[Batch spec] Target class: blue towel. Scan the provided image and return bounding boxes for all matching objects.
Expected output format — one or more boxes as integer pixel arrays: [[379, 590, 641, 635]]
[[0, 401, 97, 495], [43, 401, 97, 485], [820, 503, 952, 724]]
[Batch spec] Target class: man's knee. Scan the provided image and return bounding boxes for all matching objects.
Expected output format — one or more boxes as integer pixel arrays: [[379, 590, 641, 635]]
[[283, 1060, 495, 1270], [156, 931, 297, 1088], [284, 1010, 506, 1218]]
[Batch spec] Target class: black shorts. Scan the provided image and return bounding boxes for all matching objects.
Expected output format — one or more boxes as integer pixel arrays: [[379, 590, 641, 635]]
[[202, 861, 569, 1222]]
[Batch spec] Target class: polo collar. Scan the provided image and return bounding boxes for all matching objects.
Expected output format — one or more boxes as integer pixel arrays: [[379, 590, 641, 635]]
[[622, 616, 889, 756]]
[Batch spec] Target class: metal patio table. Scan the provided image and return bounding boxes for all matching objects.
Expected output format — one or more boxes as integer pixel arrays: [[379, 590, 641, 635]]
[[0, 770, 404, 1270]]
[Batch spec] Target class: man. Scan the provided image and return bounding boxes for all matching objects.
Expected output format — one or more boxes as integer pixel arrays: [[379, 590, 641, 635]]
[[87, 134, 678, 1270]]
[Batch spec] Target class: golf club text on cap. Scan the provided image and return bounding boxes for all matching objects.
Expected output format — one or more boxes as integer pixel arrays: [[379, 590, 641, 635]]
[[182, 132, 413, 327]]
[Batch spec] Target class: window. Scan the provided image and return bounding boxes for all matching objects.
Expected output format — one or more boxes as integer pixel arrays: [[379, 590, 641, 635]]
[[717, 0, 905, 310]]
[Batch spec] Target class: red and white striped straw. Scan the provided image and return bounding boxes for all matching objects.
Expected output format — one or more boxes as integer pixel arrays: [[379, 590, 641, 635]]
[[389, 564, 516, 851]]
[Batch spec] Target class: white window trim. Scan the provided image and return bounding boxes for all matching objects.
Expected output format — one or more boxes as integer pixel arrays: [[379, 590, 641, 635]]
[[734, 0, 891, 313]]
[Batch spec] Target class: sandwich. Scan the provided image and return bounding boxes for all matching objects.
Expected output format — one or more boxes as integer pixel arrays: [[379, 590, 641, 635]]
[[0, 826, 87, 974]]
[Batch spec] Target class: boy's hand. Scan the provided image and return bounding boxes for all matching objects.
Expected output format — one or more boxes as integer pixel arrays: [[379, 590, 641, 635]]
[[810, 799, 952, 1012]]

• 출제 과제: 위 데이터에서 "[Batch spec] Target class: man's" 문구가 있는 줄부터 "[[202, 861, 569, 1222]]" 문구가 있는 줄까지, 처음과 끝 줄을 모두 포함해 한 글자도 바꾸지 말고 옮겨 적으십시오.

• 과제 답안:
[Batch spec] Target class: man's knee. Scan the provided image and return bounding boxes for all matching objects.
Expected output format — one or more boxes as integer pixel arrays: [[379, 590, 641, 635]]
[[283, 1060, 495, 1270], [156, 931, 297, 1088], [284, 1010, 506, 1218]]
[Batch spec] Target class: black shorts. Scan the provided image and return bounding boxes for all matching objects.
Expected output format — one or more boxes as integer pixel arrays: [[379, 590, 641, 635]]
[[202, 861, 569, 1222]]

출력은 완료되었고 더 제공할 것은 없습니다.